* Exercise prompt: Extend the news report below about Greece's deficit cuts and the union strike, starting right after its final sentence.

* Selected text:
== == ==

His socialist government has promised to tighten one of Europe's leakiest tax systems and freeze public sector wages in a bid to slash Greece's deficit from 12.7 percent last year to below the EU's 3 percent ceiling by 2012.

The government's emergency tax reform and wages bills are expected to be unveiled this week and become law by the end of the month, but details have angered Greece's powerful unions.

"We will strike on Wednesday to defend our dignity, to put an end to our sacrifices on the altar of financial markets. These are pointless sacrifices," Spyros Papaspyros, president of the ADEDY public sector union, told a news conference.

ADEDY said it would decide on Thursday after the government presents the bills whether to call another strike in early March or join one on February 24 by the GSEE private sector union.

In a positive sign for the government, opinion polls at the weekend suggested most Greeks back its economic policy and consider the fiscal measures necessary and fair.

== == ==

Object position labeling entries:
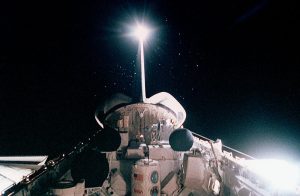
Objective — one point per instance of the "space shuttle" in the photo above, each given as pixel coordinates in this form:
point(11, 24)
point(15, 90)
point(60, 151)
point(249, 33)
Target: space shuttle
point(143, 149)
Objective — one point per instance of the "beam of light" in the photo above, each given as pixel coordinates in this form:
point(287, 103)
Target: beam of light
point(141, 32)
point(280, 174)
point(143, 82)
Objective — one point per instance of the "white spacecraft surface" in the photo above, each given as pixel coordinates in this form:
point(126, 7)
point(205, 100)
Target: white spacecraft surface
point(142, 148)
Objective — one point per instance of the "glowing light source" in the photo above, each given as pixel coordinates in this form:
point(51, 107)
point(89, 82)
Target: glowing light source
point(280, 174)
point(141, 32)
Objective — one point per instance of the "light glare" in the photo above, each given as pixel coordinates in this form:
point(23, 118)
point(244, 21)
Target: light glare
point(141, 32)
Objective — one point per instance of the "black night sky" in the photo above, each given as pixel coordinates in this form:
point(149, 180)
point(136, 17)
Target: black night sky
point(233, 65)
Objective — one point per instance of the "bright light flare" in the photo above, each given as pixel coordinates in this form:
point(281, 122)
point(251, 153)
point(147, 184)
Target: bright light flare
point(141, 32)
point(280, 174)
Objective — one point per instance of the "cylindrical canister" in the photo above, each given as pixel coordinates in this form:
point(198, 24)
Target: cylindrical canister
point(145, 179)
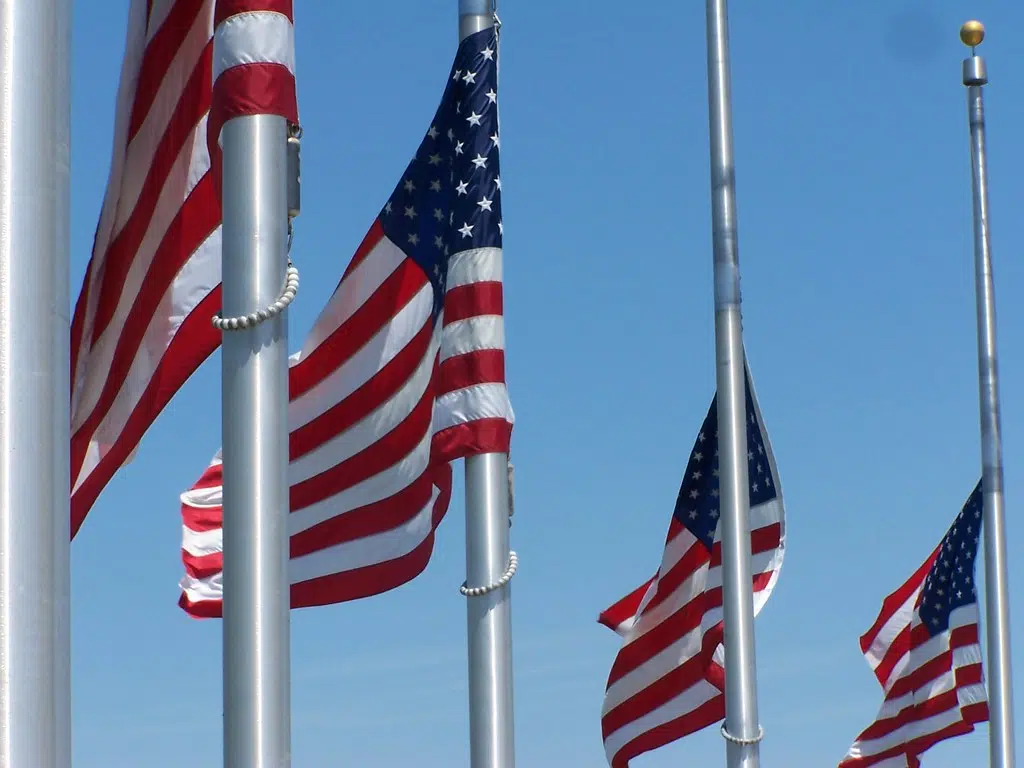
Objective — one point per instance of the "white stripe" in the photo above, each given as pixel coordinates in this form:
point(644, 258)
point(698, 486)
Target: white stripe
point(389, 545)
point(476, 265)
point(369, 360)
point(472, 335)
point(369, 430)
point(471, 403)
point(353, 292)
point(686, 701)
point(253, 37)
point(200, 275)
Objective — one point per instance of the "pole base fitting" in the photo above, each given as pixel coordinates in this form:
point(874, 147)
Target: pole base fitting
point(745, 741)
point(506, 578)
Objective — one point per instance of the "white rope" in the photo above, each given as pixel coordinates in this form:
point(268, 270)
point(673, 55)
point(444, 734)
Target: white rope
point(254, 318)
point(745, 741)
point(506, 578)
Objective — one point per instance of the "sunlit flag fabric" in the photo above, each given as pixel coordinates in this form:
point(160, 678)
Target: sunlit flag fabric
point(668, 678)
point(924, 649)
point(402, 373)
point(141, 325)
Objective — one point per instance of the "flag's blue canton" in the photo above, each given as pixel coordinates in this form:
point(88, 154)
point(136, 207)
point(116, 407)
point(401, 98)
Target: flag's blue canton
point(697, 504)
point(449, 199)
point(950, 582)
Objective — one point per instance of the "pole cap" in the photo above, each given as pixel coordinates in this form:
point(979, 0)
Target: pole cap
point(972, 33)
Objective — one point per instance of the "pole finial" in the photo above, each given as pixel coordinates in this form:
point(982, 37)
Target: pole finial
point(972, 33)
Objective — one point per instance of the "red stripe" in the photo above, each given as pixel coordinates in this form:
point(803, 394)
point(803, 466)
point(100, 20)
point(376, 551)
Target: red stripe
point(124, 250)
point(394, 293)
point(359, 583)
point(196, 220)
point(160, 52)
point(372, 395)
point(227, 8)
point(384, 453)
point(472, 369)
point(473, 438)
point(473, 300)
point(194, 342)
point(708, 714)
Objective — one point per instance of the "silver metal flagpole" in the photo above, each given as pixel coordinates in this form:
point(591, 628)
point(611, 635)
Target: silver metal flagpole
point(35, 512)
point(256, 593)
point(488, 615)
point(996, 590)
point(740, 729)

== == ==

* Final answer:
In Spain, however, where unemployment is nearing 20 percent, public opposition to Zapatero's fiscal plans is growing.

A poll in left-leaning newspaper Publico showed 49 percent of Spaniards would support a general strike against the government's plan to raise the legal retirement age to 67 from 65 and consider cutting pension payments as the population ages.

Spanish unions are due to hold protest marches at the end of the month, but Zapatero's labour minister vowed on Monday to press ahead with the austerity plans.

"The government has sent a proposal on pensions to parliament and we're not going to withdraw it, with demonstrations or without them," Celestino Corbacho told El Mundo newspaper.